- **Assignment**:
Copy the full listing exactly.

- **Provided entries**:
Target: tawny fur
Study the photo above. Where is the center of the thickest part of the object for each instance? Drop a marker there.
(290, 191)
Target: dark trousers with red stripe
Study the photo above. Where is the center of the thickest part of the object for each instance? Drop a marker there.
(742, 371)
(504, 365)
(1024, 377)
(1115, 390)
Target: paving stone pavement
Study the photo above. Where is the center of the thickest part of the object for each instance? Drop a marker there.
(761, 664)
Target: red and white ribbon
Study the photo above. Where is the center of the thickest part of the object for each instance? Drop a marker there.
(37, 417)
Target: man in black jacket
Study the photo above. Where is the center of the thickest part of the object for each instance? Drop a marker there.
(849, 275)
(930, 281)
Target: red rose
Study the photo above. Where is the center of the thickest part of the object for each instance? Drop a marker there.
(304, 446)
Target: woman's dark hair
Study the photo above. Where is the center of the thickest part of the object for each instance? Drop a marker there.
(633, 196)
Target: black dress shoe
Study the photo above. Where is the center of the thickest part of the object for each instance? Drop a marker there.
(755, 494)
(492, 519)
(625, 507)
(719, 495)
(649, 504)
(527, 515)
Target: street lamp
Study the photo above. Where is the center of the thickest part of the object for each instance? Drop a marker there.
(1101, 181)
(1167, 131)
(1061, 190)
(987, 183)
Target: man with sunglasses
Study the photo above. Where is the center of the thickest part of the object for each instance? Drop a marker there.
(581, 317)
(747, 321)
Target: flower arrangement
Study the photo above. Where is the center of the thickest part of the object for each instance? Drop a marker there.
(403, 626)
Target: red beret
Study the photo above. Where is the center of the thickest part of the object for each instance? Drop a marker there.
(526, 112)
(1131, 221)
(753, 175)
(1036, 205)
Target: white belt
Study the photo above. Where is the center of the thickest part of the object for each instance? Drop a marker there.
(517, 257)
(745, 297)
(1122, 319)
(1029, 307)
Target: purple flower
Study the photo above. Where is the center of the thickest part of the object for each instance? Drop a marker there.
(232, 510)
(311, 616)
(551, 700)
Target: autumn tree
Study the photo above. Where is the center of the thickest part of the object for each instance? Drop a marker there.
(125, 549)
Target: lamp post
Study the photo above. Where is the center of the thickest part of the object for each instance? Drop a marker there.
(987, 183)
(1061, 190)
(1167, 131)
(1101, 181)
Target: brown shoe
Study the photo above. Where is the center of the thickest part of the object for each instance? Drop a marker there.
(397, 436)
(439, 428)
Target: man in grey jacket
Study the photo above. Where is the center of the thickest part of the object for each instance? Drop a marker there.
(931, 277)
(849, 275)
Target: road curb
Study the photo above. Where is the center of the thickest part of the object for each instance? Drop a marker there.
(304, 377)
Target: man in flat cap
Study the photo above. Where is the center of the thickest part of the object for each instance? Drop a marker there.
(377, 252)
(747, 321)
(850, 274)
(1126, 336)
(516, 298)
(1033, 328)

- **Exercise output**:
Target: tawny fur
Study the photo above. Where is the center of the thickest part of the object for each instance? Drop a marker there.
(290, 191)
Target: dark trousers with red stripe
Study the photo above. Where is the center of the thickest part of the object for each instance? Drop a marker there.
(742, 371)
(504, 365)
(1024, 377)
(1115, 390)
Target: paving stone pavement
Study the photo above. Where is the center of the thickest part of the object for each instance? Drop a marker there.
(761, 664)
Target: red and white ribbon
Study the photo above. Where is the center of the thickest part of the object for each instance? Drop a marker there.
(37, 417)
Target: man in black jacket
Study the photo above. Where is the center of the thickest part of the object for each instance? Drop a marker there.
(849, 275)
(930, 281)
Target: red rose
Study the photo above. Where is the center of the thickest part of the object for each instance? Drop a marker there.
(304, 446)
Target: woman's dark hair
Study the photo above. Where is the center of the thickest part of the object for each instance? Drop a marker there.
(633, 196)
Target: black dress shoe
Study the photo above. Where is the center of the thickest part of the object for each instance? Drop a marker there.
(755, 494)
(492, 519)
(625, 507)
(719, 495)
(649, 504)
(527, 515)
Target: street lamp
Study the photo above. Where is the center of the thickest part of the object for each instance? Drop a marker there.
(1101, 181)
(1167, 131)
(1061, 190)
(987, 183)
Target: man with sunglasses
Study the photo above. Where is the center of the thickest part of the object for each instance? Drop a marker there.
(581, 317)
(747, 321)
Target: flower arrangement
Study the photo above. Where is the center of the thickest part of the object for each instance? Drop a marker there.
(403, 626)
Target: red beret
Study the photo above. Where is the center of the thickest part of the object for each instance? Drop a marker there.
(526, 112)
(1131, 221)
(753, 175)
(1036, 205)
Target: white belt
Study the photo above. Where is the center of the thickest part of the object for each instance? Drop a marker there.
(517, 257)
(745, 297)
(1122, 319)
(1029, 307)
Target: purple flower
Study the photo above. Where is the center of the thickest part of the object for each instance? Drop a marker there.
(232, 510)
(311, 616)
(551, 700)
Target: autumn tree
Study the photo above. Where is the center of the thickest part of the object for each instance? Drop a marker there.
(125, 549)
Target: lamp post
Study the photo above. Where is the center of the thickest part of the object for each instance? Drop a marker there.
(987, 183)
(1061, 190)
(1167, 131)
(1101, 181)
Target: brown shoe
Study the photo above. Where is the center of the thickest part of the object for each instance? Drop a marker there.
(397, 436)
(439, 428)
Target: man in grey jacket
Study the photo above. Where is the center of the thickest part of the object for each instance? Drop a marker there.
(931, 277)
(849, 275)
Target: road curb
Study the photo above. Where is the center of the thickest part of the object for each instance? Drop a marker there.
(304, 377)
Target: man in flat cap
Study the photo above. Where is the center of the thickest part of the object for each instance? Drop a marker there.
(377, 252)
(747, 321)
(850, 274)
(1126, 336)
(516, 298)
(1033, 328)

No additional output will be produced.